◆ What this task involves: Report every line in the records below that holds the word "seat".

[Records contained in a dataset]

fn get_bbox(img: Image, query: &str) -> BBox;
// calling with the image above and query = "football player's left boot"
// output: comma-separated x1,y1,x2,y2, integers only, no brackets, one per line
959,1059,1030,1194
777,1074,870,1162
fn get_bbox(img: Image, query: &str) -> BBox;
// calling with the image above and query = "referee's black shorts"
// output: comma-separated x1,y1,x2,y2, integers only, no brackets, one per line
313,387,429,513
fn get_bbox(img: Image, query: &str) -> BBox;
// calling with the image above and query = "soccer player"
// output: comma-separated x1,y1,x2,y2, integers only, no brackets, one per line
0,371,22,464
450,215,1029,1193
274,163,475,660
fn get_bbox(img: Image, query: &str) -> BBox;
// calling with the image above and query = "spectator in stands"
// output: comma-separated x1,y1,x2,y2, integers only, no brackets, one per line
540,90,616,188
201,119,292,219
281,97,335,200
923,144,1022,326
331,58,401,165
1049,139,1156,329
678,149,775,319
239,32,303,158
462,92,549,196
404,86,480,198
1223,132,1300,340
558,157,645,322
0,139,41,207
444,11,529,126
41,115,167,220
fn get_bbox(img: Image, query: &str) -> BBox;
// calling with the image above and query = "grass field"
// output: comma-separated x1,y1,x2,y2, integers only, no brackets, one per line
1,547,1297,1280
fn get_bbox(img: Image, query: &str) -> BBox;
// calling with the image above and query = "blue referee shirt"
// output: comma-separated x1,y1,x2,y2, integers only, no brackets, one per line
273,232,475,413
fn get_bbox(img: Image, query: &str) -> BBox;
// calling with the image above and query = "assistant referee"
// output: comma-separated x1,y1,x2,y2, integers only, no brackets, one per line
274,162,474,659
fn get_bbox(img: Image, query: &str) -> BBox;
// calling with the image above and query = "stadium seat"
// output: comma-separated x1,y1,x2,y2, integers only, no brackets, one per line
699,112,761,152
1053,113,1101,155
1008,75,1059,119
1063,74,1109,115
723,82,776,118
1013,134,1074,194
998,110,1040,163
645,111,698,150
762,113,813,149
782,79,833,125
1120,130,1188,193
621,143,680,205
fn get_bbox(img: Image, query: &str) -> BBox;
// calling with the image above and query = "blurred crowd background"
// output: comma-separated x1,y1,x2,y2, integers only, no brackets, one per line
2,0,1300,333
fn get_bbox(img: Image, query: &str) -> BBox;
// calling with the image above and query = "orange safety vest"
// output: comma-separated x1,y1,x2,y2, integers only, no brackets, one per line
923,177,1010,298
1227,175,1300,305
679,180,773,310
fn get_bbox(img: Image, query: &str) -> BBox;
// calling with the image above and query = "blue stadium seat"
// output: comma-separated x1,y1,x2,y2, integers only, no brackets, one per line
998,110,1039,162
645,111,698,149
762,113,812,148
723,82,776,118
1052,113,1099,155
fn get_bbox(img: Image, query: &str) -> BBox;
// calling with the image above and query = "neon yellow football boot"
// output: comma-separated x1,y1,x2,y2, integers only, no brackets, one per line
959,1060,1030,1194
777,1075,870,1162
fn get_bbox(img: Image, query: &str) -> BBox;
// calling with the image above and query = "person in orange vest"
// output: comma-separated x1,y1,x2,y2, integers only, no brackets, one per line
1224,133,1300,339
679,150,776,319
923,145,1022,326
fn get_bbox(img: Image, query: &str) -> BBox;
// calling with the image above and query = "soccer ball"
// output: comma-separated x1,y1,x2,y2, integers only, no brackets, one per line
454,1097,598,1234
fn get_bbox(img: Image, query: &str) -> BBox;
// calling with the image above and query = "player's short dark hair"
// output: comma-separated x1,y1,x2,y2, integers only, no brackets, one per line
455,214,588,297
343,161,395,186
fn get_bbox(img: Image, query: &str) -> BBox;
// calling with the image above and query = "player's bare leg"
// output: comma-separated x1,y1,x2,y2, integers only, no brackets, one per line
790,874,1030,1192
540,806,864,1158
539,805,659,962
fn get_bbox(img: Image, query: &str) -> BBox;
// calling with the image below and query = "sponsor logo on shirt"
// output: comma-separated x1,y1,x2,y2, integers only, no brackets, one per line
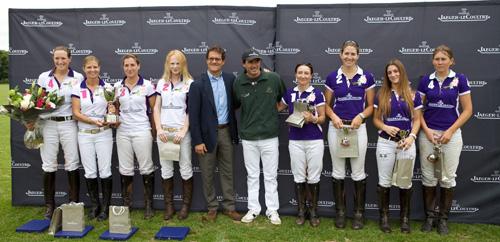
477,44,500,54
470,170,500,184
438,8,490,23
181,42,209,55
50,43,92,56
115,42,159,55
253,42,301,55
337,93,362,102
399,41,434,55
325,47,373,55
450,200,479,213
364,9,414,23
212,12,256,25
8,47,28,56
83,13,126,27
474,106,500,120
427,100,455,109
21,15,63,27
386,113,410,122
146,12,191,25
11,160,31,169
294,10,341,24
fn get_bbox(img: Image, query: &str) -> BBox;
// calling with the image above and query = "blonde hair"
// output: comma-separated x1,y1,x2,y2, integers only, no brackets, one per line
378,59,414,118
161,50,193,81
82,55,100,70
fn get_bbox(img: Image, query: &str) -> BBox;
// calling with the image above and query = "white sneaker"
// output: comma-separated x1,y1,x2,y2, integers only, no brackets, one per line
267,211,281,225
241,210,259,223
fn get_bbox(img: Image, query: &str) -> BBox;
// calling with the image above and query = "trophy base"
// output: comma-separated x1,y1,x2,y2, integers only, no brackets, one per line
105,114,118,124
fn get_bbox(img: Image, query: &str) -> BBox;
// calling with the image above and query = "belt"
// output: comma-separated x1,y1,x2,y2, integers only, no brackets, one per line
379,132,402,143
217,124,229,129
79,126,110,134
342,119,365,125
49,116,73,122
161,126,179,132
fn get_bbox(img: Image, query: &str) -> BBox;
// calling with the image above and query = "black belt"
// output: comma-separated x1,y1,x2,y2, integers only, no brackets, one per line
342,119,365,125
379,132,402,143
48,116,73,122
218,124,229,129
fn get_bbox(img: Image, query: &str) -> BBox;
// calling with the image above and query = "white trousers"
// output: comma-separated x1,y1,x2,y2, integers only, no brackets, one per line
78,129,113,179
40,120,80,172
289,139,324,184
327,122,368,181
376,137,416,189
242,137,279,215
116,130,154,176
157,132,193,180
419,129,462,188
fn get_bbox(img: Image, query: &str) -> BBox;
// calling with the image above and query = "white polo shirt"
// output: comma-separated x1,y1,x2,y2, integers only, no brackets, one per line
37,68,84,119
71,79,108,130
115,76,156,131
156,78,193,129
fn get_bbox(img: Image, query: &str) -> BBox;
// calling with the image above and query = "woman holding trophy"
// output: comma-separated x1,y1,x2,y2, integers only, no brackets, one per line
278,63,326,227
417,45,473,235
33,45,84,219
373,59,422,233
153,50,194,220
324,40,375,230
71,55,115,221
114,54,157,219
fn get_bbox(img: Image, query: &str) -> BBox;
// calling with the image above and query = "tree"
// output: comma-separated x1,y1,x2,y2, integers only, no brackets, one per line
0,50,8,83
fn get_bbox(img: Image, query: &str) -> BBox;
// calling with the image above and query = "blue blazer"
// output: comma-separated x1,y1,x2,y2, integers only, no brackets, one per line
188,72,238,152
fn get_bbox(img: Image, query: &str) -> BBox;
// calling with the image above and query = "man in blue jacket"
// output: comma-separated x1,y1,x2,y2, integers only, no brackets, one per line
189,45,241,222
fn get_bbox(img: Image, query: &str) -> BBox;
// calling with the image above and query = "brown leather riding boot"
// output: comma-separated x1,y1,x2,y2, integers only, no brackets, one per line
162,178,175,220
177,177,193,220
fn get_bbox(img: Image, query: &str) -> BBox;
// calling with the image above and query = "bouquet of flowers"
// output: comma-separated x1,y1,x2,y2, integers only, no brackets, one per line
0,82,64,149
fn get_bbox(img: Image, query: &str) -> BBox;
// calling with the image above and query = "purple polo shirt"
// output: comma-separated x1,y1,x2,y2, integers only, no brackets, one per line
417,70,471,131
281,86,325,140
374,91,423,137
325,67,375,120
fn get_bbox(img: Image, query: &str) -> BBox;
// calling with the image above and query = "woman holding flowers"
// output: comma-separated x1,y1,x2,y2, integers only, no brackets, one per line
71,55,114,221
277,63,326,227
373,59,422,233
153,50,194,220
324,40,375,230
418,45,473,235
114,53,157,219
34,45,84,219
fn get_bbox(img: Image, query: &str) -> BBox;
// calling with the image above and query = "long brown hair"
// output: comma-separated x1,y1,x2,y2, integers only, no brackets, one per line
378,59,414,118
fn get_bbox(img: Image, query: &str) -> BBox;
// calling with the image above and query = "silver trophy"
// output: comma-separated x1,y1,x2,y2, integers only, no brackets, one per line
427,144,442,163
341,126,350,147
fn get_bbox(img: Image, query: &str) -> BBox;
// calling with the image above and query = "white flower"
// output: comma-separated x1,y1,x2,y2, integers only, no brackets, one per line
104,83,114,92
20,95,33,110
306,93,316,103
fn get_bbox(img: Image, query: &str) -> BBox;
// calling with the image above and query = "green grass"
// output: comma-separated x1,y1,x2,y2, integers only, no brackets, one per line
0,83,499,241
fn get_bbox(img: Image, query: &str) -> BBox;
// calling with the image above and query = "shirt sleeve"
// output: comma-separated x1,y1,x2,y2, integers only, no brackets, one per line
417,76,428,97
373,94,379,108
315,89,326,106
413,92,423,110
458,74,471,96
365,72,376,90
71,86,80,99
324,72,335,92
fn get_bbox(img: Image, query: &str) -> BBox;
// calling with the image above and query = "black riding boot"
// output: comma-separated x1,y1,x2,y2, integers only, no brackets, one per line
333,178,346,228
295,182,306,225
85,178,100,220
377,185,391,233
143,173,155,219
352,179,366,230
97,177,112,221
43,172,56,220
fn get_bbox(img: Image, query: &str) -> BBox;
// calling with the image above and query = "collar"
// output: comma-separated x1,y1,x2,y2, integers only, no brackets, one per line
207,70,222,80
429,69,456,80
241,69,263,84
293,85,314,93
336,66,364,79
121,75,145,86
81,78,105,88
49,68,75,77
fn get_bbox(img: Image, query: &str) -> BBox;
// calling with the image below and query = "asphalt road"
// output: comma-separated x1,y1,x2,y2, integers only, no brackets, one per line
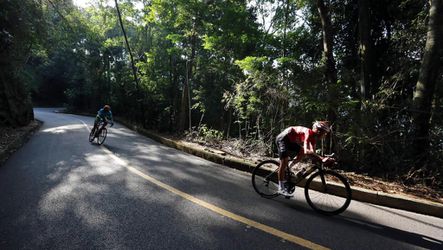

◆ Solution for this task:
// calling with the image above and query = "stadium seat"
// calling with the image above and query = "blue stadium seat"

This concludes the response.